(Stored entries)
** Begin **
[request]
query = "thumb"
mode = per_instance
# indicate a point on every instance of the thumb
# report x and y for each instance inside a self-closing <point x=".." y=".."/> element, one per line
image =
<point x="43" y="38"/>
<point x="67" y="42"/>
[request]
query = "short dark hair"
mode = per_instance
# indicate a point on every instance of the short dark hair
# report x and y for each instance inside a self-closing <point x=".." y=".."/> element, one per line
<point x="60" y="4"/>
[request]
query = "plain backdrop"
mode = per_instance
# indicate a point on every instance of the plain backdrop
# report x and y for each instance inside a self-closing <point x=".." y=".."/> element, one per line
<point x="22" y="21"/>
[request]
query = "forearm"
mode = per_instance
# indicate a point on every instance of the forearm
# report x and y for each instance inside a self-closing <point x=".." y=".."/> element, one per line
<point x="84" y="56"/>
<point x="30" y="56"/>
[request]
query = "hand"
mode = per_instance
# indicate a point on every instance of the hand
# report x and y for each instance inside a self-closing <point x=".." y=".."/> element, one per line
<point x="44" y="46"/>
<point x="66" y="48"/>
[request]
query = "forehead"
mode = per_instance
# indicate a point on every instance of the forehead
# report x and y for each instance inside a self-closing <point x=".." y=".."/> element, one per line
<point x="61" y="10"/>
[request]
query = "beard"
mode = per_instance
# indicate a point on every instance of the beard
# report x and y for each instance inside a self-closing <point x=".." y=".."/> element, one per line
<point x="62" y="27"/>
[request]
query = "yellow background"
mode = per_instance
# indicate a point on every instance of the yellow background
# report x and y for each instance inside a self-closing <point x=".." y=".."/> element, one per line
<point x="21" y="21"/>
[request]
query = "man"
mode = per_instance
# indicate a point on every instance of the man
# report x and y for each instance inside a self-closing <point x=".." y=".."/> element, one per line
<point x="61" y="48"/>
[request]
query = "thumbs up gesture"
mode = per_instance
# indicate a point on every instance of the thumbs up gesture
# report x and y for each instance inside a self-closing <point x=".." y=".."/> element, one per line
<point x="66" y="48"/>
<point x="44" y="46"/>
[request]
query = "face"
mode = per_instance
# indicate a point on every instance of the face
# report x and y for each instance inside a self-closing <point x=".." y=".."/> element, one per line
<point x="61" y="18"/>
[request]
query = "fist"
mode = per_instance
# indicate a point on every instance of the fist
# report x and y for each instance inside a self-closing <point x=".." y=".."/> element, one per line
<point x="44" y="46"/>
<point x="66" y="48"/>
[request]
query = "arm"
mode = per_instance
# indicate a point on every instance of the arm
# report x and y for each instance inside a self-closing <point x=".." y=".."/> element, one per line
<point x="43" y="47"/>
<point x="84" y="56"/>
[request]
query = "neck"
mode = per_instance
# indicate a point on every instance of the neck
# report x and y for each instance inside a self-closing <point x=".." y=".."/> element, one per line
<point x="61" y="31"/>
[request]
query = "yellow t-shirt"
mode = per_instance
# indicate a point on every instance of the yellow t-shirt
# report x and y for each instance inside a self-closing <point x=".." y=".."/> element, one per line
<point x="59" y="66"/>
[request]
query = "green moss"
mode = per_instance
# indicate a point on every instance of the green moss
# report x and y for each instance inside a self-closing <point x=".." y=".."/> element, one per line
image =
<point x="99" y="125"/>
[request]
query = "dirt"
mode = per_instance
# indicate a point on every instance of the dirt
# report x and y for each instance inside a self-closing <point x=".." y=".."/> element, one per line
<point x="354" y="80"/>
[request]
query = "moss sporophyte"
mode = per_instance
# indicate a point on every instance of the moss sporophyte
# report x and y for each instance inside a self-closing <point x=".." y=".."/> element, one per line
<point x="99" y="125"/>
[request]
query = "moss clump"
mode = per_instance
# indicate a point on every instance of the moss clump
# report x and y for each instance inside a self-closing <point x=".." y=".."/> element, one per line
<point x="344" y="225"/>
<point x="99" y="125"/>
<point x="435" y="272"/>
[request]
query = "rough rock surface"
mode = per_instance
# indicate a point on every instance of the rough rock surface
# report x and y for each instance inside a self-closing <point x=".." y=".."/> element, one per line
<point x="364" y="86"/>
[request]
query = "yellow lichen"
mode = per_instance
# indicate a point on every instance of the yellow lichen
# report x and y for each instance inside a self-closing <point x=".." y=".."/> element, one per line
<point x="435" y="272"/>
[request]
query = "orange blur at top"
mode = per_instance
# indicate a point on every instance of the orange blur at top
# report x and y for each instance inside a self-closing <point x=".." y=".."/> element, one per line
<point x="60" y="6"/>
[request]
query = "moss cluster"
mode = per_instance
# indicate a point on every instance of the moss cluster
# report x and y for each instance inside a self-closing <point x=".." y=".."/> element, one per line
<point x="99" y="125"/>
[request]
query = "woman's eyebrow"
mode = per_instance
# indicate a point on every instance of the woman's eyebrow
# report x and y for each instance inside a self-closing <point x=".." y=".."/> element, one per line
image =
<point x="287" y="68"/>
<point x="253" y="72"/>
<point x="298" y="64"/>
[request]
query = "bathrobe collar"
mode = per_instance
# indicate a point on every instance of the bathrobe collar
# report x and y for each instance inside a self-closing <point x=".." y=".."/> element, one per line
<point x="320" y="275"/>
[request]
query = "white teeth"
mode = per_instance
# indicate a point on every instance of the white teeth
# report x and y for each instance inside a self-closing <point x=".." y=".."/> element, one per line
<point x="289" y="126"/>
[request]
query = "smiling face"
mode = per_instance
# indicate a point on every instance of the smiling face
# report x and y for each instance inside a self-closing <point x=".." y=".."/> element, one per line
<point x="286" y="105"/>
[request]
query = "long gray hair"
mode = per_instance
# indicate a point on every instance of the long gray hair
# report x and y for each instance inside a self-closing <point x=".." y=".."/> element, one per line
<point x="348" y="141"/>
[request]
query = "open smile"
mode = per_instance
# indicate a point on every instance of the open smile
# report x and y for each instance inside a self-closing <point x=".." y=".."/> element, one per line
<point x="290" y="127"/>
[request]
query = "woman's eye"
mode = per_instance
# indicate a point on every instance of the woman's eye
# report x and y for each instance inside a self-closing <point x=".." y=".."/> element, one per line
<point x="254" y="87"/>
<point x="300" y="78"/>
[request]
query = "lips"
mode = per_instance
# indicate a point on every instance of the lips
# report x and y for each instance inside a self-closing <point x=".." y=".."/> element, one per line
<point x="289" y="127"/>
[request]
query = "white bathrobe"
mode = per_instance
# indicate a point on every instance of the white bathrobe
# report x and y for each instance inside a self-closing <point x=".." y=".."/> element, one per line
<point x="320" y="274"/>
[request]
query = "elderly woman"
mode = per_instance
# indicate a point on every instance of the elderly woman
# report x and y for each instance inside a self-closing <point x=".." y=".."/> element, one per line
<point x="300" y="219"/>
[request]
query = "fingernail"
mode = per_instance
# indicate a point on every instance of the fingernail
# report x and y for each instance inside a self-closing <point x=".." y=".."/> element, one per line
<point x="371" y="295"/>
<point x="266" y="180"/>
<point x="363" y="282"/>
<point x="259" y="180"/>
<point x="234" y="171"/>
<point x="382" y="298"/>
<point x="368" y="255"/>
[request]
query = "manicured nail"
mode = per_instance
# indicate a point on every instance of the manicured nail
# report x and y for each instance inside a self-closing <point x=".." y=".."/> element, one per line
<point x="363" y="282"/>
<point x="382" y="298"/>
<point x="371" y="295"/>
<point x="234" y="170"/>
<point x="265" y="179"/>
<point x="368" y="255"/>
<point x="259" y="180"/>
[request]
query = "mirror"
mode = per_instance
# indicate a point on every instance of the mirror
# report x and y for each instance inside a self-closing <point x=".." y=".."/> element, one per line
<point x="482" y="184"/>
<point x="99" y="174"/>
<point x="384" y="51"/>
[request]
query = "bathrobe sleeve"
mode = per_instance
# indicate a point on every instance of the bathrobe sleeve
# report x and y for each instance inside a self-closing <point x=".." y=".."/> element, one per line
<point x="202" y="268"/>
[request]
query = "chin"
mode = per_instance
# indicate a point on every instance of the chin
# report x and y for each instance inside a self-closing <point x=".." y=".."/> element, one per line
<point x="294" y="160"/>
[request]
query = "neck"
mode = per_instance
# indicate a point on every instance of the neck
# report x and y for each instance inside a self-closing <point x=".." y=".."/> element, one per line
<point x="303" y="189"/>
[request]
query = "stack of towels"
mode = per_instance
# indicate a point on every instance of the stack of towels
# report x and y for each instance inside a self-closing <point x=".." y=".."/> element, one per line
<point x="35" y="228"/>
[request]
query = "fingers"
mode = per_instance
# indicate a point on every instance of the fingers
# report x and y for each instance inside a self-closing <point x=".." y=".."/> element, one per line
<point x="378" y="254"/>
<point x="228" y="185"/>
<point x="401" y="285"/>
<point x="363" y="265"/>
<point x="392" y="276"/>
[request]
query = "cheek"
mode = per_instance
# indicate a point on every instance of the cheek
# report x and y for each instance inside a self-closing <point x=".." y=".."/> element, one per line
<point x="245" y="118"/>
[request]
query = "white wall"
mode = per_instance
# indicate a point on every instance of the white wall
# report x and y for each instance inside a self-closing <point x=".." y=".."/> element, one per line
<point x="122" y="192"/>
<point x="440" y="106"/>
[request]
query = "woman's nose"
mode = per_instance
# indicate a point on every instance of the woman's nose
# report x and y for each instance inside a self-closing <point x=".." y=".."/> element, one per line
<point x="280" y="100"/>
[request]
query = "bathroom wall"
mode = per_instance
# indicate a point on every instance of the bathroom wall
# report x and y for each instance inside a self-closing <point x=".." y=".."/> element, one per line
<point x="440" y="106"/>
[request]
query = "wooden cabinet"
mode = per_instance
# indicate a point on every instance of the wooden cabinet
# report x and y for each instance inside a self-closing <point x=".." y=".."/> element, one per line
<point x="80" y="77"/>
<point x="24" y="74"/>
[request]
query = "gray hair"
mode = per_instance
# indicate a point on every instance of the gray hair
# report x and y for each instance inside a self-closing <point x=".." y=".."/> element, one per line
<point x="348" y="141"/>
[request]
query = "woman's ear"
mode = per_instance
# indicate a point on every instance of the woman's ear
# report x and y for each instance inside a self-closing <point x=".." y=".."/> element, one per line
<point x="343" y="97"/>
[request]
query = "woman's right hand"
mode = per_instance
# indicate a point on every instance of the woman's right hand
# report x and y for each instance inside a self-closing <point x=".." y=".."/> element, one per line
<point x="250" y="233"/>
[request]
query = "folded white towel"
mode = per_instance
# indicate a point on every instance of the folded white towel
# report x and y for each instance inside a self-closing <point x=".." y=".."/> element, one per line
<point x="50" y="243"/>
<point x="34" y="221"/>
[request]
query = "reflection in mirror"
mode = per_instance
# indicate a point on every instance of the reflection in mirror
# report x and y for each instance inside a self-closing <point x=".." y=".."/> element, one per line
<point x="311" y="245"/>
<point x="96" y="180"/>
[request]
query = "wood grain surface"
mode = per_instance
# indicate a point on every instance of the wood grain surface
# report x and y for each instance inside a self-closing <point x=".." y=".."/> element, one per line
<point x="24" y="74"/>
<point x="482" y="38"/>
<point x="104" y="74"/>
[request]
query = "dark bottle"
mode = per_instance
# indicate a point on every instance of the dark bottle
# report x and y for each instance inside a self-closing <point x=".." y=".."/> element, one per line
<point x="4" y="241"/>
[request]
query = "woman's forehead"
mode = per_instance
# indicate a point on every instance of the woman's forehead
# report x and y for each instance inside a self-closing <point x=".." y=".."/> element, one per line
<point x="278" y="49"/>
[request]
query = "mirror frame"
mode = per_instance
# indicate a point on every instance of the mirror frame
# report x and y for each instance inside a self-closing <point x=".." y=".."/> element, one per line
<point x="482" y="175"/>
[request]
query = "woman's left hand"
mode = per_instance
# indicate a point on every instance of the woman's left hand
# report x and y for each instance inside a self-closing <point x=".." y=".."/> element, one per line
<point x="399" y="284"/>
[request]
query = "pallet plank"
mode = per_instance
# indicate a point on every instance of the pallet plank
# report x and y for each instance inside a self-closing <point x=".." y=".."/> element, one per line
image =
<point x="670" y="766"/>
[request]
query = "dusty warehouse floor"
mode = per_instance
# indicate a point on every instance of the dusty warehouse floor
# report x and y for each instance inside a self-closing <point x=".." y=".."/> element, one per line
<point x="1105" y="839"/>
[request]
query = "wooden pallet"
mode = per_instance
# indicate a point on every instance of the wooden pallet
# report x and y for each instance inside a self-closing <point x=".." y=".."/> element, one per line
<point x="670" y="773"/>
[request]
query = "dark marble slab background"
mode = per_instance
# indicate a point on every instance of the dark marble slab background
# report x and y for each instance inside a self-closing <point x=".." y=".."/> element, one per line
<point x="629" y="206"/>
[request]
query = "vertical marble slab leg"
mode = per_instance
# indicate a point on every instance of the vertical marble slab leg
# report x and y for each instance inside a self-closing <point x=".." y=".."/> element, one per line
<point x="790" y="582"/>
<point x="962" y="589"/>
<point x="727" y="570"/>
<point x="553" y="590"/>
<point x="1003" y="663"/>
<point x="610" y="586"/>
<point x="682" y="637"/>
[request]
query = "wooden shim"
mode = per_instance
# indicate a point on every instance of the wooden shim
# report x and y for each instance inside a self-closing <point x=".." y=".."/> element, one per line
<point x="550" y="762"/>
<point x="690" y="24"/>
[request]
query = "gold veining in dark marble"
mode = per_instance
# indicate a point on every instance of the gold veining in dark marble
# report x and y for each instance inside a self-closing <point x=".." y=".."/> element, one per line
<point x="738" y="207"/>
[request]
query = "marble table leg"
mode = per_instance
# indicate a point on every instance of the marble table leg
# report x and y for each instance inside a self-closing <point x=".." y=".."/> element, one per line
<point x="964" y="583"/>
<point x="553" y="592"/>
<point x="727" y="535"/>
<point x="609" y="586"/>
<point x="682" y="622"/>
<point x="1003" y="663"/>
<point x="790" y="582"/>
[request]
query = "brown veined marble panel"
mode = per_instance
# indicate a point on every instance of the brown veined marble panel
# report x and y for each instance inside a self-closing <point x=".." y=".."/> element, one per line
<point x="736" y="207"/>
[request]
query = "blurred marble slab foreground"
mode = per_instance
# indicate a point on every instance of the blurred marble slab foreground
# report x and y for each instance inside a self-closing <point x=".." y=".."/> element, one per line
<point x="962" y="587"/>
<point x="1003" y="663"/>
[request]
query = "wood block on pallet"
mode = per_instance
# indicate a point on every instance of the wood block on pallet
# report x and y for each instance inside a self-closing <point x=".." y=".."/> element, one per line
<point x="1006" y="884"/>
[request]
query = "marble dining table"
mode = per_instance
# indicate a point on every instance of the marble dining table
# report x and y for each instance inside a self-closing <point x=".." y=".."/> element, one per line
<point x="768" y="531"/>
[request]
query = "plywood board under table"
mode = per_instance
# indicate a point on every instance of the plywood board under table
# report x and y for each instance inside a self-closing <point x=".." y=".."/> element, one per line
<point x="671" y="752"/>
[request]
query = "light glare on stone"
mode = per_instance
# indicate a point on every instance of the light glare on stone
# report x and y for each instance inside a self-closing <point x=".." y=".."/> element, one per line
** End **
▶ **Problem to work on**: How many lines of the entries above contain the string "bottle"? Case counts, so give only the number.

▶ **Response below**: 2